## TAREFA 1
Transforme em uma lista numerada tudo o que vai do início das linhas de dados até a linha que contém "47L11 54L0 109L7", inclusive, deixando de fora as linhas em branco.

## TEXTO EM ESTUDO

═══

Há 200 anos, nascia Karl Marx. Em 1818, a Alemanha continuava não unificada, mas estava sob forte domínio do império prussiano. Sua região natal, a Renânia, por conta da proximidade à França, era alimentada por sonhos de liberdade política soprados pela Revolução Francesa. Chegou a ser parte da República Francesa até 1815, quando fora anexada pela Prússia.
Consequência disso, a região era foco de reivindicações liberais de vários matizes. Dos mais extremos radicais democratas aos mais moderados. A família de Marx encontrava-se entre os últimos. Este ambiente em que viveu e desenvolveu-se foi um dos impulsos para que, ainda em sua juventude, Marx estivesse do lado da intelectualidade progressista de sua época, conhecida como a esquerda hegeliana.
Foi, até 1842, um democrata radical. Declarado entusiasta de uma revolução liberal na Alemanha. Até esse ano exercia febril atividade jornalística contra o Império. Criticava a falta da liberdade de imprensa, as leis de defesa da propriedade aristocrática, a falta de liberdade de indústria. Punha-se constantemente ao lado da classe mais numerosa e popular da Alemanha de então: o campesinato.
No entanto, perseguido pelo Estado Prussiano, Marx é forçado a deixar temporariamente a luta política e exilar-se na França. Aqui, fará um duplo movimento, teórico e prático, que marcará toda a sua vida. Em teoria, passa a criticar a filosofia e a ciência burguesas, iniciando pelo seu ápice: a obra de seu mestre, Hegel. No campo prático, seu exílio em solo francês permite conhecer um movimento operário e comunista que começava a se gestar, recém-nascido das camadas traídas pelos limites da revolução burguesa.
É dessa época que surge sua parceria com Friedrich Engels, outro jovem liberal radicalizado que, em breve, passará às fileiras dos intelectuais comunistas. Marx e Engels empenham-se na luta ideológica contra todas as formas de socialismo utópico. Polemizam com a esquerda hegeliana, com o anarquismo pequeno-burguês de Proudhon, com as correntes que se baseavam no socialismo francês de Saint-Simon. Nesta luta, dão coerência teórico-filosófica à consciência histórica da classe operária. Traduzem em ciência a atividade revolucionária desta classe.
Desta parceria, logo surgirá o Manifesto do Partido Comunista, muito provavelmente o documento político mais importante da história da humanidade. Nele, é apresentada a primeira sistematização do socialismo científico em termos simples, que seriam devorados pelo combativo operariado europeu de então. O texto é uma das provas de que a atividade científica de ambos só se completava com sua atividade prática militante. Ele marcava a coroação da transformação da antiga Liga dos Justos em Liga dos Comunistas, por direta influência de Marx e Engels, que estavam entre seus quadros dirigentes.
A atividade política de Marx é impressionante. Além da atuação na imprensa revolucionária, foi um dos destacados dirigentes atuantes na fundação da I Internacional, a Associação Internacional dos Trabalhadores (AIT). Esteve, até o fim da vida, ligado ao Partido Social-Democrata Alemão, participando diretamente de seus debates e atividades. Ministrou incontáveis cursos para operários, alguns registrados até hoje. Fez parte da fração marxista, batizada assim por conta de sua obra, na disputa política contra anarquistas por um lado, e democratas radicalizados por outro na AIT e nos processos revolucionários que testemunhou. Prestou solidariedade e analisou teoricamente todos os mais significativos levantes operários de sua época: dos operários da Silésia em 1844, à Comuna de Paris em 1871.

═══

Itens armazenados
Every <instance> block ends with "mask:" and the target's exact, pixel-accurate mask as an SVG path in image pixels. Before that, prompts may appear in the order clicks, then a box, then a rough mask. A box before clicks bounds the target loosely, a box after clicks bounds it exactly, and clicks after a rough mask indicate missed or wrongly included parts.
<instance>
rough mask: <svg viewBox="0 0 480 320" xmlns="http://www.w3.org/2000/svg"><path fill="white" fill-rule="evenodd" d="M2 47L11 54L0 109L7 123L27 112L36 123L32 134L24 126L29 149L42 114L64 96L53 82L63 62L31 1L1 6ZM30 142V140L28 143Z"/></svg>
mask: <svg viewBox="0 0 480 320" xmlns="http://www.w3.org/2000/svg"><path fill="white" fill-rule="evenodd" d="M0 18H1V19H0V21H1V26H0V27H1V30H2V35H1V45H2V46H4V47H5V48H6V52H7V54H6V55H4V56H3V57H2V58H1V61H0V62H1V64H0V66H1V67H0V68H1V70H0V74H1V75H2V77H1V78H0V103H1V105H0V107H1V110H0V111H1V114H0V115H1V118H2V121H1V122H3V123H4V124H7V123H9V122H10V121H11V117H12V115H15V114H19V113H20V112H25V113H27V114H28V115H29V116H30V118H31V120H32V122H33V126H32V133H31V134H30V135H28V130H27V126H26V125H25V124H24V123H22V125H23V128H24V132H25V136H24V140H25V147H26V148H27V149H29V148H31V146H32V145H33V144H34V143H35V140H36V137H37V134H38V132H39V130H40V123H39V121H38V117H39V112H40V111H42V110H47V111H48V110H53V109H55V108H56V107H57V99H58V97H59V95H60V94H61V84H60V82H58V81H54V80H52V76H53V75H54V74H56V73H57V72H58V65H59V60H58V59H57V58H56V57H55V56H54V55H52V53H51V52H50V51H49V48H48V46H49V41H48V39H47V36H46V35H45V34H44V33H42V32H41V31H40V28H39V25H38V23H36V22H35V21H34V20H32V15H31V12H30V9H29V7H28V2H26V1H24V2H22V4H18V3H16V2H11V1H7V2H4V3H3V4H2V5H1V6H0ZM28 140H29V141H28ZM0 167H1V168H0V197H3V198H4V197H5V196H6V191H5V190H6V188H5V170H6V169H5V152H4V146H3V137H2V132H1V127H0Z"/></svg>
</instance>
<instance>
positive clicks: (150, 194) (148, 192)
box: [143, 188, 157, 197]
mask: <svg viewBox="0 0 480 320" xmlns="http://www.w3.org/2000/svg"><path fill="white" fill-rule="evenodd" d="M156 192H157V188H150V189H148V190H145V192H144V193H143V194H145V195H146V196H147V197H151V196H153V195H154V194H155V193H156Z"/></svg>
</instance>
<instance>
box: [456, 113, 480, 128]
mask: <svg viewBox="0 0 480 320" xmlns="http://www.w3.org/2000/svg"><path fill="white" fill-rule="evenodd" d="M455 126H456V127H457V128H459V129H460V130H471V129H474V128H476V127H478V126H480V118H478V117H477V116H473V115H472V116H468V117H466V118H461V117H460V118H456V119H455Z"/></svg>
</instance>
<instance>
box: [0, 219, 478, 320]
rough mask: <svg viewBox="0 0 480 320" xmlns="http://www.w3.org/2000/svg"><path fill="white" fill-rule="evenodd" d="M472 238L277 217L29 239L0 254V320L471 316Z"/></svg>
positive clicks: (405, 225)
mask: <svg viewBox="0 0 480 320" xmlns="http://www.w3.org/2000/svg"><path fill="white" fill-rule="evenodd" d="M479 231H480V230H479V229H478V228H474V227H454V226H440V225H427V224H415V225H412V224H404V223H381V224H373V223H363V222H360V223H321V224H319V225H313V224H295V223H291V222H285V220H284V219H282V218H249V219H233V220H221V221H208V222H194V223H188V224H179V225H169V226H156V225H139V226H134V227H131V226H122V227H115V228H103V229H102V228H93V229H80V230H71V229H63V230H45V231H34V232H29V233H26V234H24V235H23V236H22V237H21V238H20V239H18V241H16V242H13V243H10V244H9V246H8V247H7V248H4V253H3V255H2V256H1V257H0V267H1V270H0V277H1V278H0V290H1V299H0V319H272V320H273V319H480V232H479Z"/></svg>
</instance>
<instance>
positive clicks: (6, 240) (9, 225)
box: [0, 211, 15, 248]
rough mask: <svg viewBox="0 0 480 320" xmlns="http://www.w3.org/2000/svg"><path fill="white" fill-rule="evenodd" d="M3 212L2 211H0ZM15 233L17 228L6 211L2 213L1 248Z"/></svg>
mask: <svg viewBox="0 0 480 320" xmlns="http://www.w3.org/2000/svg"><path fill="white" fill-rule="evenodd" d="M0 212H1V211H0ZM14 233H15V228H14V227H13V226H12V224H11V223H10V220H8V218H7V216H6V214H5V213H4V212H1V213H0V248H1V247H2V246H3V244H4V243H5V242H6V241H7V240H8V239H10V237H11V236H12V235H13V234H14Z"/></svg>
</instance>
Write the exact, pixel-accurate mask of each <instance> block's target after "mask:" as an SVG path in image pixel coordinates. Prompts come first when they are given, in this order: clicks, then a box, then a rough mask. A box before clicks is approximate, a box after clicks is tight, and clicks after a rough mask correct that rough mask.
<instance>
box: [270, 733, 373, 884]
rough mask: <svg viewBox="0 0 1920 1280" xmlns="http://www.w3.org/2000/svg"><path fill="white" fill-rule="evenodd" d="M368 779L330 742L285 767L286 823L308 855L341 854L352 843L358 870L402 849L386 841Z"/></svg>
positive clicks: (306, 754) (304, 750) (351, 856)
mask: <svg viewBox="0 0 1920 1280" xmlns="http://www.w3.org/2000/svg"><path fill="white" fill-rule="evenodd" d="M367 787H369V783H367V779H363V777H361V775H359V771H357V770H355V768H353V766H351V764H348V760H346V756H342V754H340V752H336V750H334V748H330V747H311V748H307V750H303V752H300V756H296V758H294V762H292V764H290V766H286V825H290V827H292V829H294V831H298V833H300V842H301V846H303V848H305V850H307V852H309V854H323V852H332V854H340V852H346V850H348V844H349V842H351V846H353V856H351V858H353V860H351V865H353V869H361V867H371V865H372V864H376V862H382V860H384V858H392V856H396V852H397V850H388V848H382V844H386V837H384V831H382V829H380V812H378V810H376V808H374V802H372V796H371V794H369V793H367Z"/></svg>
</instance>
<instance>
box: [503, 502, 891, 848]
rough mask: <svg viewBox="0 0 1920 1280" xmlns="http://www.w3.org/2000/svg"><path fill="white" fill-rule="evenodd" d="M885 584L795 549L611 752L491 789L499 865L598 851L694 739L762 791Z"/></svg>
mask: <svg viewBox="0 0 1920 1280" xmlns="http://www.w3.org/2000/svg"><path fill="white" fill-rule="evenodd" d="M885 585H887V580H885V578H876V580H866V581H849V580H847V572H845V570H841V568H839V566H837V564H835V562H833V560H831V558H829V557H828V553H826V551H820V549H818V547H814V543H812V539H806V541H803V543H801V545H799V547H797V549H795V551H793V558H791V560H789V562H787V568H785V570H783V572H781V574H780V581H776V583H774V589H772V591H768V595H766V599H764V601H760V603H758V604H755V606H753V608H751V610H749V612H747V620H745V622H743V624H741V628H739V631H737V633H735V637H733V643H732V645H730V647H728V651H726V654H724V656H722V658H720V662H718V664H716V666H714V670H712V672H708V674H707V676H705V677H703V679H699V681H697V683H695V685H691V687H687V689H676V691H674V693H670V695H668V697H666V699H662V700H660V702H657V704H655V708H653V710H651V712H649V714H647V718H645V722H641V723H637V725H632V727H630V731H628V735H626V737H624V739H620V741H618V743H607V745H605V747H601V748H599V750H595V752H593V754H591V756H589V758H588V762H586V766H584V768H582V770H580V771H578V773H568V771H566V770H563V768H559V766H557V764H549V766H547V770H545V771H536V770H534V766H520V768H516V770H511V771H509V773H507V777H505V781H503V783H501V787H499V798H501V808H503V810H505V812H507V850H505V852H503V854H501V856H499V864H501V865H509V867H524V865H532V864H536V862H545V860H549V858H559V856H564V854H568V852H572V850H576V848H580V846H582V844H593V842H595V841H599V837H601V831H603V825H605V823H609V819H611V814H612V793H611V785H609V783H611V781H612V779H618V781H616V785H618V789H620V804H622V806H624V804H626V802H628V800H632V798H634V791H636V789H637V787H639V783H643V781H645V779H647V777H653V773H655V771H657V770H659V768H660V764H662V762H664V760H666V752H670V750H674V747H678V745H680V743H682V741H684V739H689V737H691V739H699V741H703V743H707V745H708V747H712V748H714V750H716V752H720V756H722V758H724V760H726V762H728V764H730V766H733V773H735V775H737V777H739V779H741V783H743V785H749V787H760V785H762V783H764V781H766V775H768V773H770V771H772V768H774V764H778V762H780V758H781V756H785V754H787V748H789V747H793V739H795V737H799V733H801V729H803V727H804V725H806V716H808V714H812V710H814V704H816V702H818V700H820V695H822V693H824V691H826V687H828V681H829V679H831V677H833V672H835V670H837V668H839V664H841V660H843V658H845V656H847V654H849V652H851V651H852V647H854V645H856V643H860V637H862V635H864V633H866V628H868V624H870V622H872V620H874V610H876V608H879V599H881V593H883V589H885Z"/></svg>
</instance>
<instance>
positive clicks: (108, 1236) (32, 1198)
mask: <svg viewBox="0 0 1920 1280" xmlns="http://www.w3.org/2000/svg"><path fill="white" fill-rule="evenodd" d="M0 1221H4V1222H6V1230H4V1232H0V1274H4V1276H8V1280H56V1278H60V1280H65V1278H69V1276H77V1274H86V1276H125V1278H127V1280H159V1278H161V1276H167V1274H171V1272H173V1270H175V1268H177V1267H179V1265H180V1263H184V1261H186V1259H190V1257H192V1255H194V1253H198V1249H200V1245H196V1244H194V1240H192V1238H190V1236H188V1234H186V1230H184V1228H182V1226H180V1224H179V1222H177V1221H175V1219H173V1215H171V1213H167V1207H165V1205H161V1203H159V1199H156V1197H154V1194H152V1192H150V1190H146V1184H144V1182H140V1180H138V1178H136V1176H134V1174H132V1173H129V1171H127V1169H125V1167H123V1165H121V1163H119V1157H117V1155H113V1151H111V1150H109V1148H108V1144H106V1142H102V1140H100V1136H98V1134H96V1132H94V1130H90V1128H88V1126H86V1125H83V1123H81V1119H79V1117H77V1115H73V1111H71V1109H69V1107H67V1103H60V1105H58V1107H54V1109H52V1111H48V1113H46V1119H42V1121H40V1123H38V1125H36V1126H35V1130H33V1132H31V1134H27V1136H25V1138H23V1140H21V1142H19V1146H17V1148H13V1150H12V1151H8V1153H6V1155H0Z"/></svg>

═══

## TAREFA 2
No texto sobre Karl Marx, reescreva em forma de lista o parágrafo que começa com "Foi, até 1842", mantendo seus fatos principais.

## RESPOSTA 1
1. Every <instance> block ends with "mask:" and the target's exact, pixel-accurate mask as an SVG path in image pixels. Before that, prompts may appear in the order clicks, then a box, then a rough mask. A box before clicks bounds the target loosely, a box after clicks bounds it exactly, and clicks after a rough mask indicate missed or wrongly included parts.
2. <instance>
3. rough mask: <svg viewBox="0 0 480 320" xmlns="http://www.w3.org/2000/svg"><path fill="white" fill-rule="evenodd" d="M2 47L11 54L0 109L7 123L27 112L36 123L32 134L24 126L29 149L42 114L64 96L53 82L63 62L31 1L1 6ZM30 142V140L28 143Z"/></svg>

## RESPOSTA 2
- Até 1842, Marx foi um democrata radical e um entusiasta declarado de uma revolução liberal na Alemanha.
- Até esse ano, exerceu febril atividade jornalística contra o Império.
- Criticava a falta de liberdade de imprensa, as leis de defesa da propriedade aristocrática e a falta de liberdade de indústria.
- Colocava-se constantemente ao lado do campesinato, a classe mais numerosa e popular da Alemanha da época.